[begin Records for the exercise]

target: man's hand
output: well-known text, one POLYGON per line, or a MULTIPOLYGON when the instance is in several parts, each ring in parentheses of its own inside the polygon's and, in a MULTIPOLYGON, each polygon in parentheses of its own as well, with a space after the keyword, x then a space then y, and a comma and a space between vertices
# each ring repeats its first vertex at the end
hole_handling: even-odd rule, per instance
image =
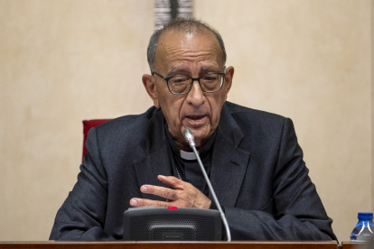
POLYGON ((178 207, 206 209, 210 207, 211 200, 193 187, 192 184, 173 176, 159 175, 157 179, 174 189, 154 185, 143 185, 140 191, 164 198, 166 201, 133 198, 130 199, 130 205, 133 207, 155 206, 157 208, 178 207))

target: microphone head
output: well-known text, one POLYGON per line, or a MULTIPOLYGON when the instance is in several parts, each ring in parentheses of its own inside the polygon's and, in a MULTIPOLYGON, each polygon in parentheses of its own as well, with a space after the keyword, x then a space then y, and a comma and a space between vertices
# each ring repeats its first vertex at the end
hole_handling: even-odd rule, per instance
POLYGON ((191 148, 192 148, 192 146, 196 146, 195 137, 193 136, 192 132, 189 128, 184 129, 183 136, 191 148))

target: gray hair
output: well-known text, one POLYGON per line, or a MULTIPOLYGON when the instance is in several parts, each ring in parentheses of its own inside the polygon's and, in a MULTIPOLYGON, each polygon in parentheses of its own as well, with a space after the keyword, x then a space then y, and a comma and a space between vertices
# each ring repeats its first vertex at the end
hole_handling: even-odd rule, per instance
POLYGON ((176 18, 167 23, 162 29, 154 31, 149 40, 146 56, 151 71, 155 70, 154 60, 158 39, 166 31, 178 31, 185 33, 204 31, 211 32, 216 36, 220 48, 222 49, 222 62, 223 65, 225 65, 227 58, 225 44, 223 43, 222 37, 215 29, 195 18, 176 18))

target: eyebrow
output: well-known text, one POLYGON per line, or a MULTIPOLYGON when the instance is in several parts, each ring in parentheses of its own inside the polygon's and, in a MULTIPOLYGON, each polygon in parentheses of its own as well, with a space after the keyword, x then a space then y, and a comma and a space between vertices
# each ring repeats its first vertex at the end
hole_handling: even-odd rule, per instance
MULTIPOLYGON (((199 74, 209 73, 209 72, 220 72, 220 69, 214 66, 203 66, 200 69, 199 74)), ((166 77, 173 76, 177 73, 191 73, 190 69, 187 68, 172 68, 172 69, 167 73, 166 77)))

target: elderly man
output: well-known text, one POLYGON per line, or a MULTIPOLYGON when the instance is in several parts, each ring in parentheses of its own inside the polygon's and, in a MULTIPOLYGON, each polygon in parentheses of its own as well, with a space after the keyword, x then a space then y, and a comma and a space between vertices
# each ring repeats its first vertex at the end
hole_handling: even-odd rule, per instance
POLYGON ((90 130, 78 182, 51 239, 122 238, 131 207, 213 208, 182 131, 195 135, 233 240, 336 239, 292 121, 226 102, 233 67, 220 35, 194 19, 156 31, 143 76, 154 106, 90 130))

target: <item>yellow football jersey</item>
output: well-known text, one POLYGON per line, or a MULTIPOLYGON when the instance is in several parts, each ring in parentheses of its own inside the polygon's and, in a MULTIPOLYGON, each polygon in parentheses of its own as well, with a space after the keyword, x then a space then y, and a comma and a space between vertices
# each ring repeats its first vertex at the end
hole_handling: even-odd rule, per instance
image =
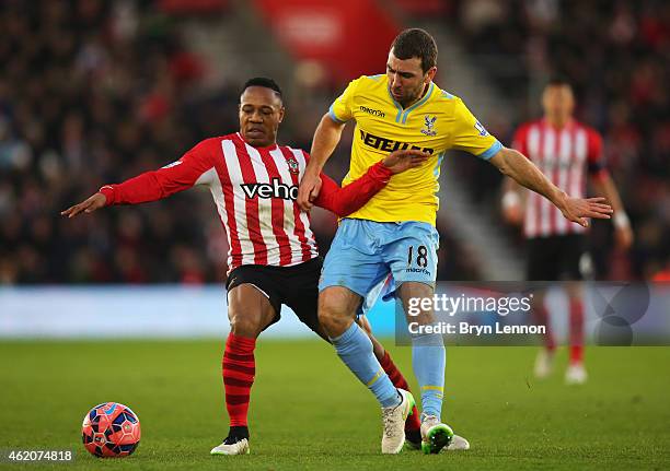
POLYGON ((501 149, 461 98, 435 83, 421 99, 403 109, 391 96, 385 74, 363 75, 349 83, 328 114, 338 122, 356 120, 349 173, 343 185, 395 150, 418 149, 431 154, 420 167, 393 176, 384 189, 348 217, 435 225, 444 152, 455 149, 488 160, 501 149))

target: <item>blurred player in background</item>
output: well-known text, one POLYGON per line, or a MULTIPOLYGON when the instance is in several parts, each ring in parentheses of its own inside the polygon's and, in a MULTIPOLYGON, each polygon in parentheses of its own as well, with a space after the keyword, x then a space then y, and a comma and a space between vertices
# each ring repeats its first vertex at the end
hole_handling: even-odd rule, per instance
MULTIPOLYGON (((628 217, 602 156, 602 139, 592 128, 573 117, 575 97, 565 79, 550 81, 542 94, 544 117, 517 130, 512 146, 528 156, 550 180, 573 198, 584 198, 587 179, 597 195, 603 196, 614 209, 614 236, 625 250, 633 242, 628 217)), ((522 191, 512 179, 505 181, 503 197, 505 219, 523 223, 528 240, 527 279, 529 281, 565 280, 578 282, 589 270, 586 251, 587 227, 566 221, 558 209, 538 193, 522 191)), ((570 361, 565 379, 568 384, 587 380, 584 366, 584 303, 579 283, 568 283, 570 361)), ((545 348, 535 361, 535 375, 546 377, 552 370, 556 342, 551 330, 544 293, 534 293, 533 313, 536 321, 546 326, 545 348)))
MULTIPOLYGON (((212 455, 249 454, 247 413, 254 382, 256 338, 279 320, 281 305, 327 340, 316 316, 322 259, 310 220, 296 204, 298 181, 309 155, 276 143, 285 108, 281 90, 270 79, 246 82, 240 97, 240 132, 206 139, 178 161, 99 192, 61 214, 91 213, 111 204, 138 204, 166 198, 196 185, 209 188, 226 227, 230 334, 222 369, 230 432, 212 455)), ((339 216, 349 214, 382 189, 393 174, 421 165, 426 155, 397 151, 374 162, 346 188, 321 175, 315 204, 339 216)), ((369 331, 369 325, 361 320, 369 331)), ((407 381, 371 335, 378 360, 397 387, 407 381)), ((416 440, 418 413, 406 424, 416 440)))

[end Records for the exercise]

> **Task statement**:
Rescale the listing from its first line through the line containing "POLYGON ((191 148, 192". Reproduce each of those lines, including the requests, but multiply every polygon vertex coordinate in the answers by 2.3 and round it to the nearest whole number, rounding halves up, and leave the pictures out.

> **Exercise answer**:
target: man's hand
output: well-known text, one POLYGON per line, or a MULTIPOLYGON when the instance is in several parts, each ring in parentheses of its own inside the polygon's and, in a MULTIPOLYGON, each polygon in parentheses of its own as well, with a space after the keyword, x then a space then y, and a comma and a space between vertices
# each ring repeats its first vertex at the end
hole_handling: even-odd rule, per instance
image =
POLYGON ((409 476, 474 481, 483 476, 485 460, 444 430, 442 423, 398 405, 366 403, 361 412, 400 435, 354 426, 329 426, 322 439, 377 455, 382 462, 306 455, 299 458, 299 472, 306 476, 357 474, 361 478, 409 476))

target: microphone head
output: well-known text, one POLYGON per line, or a MULTIPOLYGON when the instance is in several parts, each ring in parentheses of its own inside the polygon's and, in a MULTIPOLYGON, each polygon in parentheses of its own as well, with a space after the keyword, x then a space then y, and a comma and a space between vertices
# each ring repeats its first vertex at the end
hole_handling: even-odd rule, per instance
POLYGON ((439 340, 442 340, 442 336, 451 336, 449 315, 444 313, 442 304, 435 294, 423 297, 421 313, 439 340))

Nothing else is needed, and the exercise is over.